## Start Records for the exercise

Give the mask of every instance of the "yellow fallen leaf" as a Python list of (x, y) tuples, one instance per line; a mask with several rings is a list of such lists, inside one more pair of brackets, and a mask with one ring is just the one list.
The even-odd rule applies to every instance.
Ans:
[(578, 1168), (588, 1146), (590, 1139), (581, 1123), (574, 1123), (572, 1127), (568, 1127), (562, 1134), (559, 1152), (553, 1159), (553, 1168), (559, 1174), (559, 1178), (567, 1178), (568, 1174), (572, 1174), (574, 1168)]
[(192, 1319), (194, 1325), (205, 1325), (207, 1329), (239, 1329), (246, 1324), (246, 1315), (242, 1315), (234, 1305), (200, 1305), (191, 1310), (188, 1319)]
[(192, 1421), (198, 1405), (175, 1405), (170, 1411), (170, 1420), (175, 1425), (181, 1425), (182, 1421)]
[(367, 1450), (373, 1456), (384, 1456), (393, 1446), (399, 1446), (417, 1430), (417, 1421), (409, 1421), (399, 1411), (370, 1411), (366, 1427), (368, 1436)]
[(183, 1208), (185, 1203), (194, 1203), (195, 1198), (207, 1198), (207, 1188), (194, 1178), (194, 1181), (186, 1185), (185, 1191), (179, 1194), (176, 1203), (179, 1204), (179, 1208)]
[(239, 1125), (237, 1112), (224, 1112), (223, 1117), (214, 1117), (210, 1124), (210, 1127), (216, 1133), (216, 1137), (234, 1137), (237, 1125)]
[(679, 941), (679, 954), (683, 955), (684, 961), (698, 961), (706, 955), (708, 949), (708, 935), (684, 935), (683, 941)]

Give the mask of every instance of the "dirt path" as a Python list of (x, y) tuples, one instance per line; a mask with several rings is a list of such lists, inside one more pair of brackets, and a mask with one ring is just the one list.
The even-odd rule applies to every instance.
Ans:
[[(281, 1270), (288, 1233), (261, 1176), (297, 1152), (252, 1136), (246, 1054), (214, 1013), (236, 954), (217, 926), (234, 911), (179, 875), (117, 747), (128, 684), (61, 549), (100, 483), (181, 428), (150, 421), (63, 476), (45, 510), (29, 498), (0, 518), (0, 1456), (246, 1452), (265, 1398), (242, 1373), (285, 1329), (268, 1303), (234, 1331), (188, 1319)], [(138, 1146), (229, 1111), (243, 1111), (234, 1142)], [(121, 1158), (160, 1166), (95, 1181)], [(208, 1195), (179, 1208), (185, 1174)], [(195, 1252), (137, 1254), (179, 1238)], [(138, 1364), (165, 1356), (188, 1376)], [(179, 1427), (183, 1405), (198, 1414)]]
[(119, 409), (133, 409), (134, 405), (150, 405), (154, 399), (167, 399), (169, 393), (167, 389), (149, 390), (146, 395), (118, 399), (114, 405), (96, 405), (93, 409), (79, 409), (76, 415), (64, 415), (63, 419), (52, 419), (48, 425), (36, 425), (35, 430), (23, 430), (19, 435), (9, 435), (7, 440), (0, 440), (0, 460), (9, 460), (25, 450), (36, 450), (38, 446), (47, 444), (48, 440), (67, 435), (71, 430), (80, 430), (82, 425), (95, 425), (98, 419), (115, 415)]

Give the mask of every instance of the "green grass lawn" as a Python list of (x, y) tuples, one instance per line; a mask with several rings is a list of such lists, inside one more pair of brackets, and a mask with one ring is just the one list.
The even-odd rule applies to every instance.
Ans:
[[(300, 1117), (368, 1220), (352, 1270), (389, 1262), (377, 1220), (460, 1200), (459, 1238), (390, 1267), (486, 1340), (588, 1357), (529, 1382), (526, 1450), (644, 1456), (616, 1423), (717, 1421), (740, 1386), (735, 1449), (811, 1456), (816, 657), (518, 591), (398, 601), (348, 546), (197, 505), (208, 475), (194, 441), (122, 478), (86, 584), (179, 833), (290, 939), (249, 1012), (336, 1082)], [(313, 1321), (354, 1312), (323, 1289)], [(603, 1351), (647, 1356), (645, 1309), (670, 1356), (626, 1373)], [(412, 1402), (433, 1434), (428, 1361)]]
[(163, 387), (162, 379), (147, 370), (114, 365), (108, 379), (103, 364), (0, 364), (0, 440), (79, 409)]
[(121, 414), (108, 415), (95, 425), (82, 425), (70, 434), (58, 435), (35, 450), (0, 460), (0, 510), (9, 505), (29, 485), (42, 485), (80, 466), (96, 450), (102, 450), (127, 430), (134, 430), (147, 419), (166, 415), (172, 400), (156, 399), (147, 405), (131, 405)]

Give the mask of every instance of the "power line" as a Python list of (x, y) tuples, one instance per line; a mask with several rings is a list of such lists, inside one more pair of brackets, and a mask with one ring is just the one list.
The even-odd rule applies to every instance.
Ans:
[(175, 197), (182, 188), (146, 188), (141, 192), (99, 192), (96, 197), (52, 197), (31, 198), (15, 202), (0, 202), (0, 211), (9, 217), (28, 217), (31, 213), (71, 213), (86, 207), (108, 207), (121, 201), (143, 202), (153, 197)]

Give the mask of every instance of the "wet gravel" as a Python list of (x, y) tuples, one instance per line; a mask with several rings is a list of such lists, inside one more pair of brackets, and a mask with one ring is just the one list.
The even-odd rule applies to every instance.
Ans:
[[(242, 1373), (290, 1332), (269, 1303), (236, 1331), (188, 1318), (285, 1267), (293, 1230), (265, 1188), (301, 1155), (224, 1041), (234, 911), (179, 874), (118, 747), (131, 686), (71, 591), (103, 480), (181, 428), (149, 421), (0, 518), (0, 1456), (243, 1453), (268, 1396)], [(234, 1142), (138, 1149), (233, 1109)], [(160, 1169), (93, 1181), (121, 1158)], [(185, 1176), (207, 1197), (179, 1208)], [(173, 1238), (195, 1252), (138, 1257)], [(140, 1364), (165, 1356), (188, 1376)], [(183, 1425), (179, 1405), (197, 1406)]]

## End Records for the exercise

Challenge: Reproduce the records word for word, starting at their first line and stopping after the line that contains "1174), (574, 1168)]".

Answer to this exercise:
Give the mask of every instance of the "yellow fallen leaf" as a Python list of (x, y) tuples, one instance per line; a mask with several rings is a list of such lists, inside one more pair of brackets, and a mask with one ring is just the one list.
The even-odd rule applies to every instance.
Ans:
[(578, 1168), (588, 1146), (590, 1139), (581, 1123), (574, 1123), (572, 1127), (568, 1127), (562, 1134), (559, 1152), (553, 1159), (553, 1168), (559, 1174), (559, 1178), (567, 1178), (568, 1174), (572, 1174), (574, 1168)]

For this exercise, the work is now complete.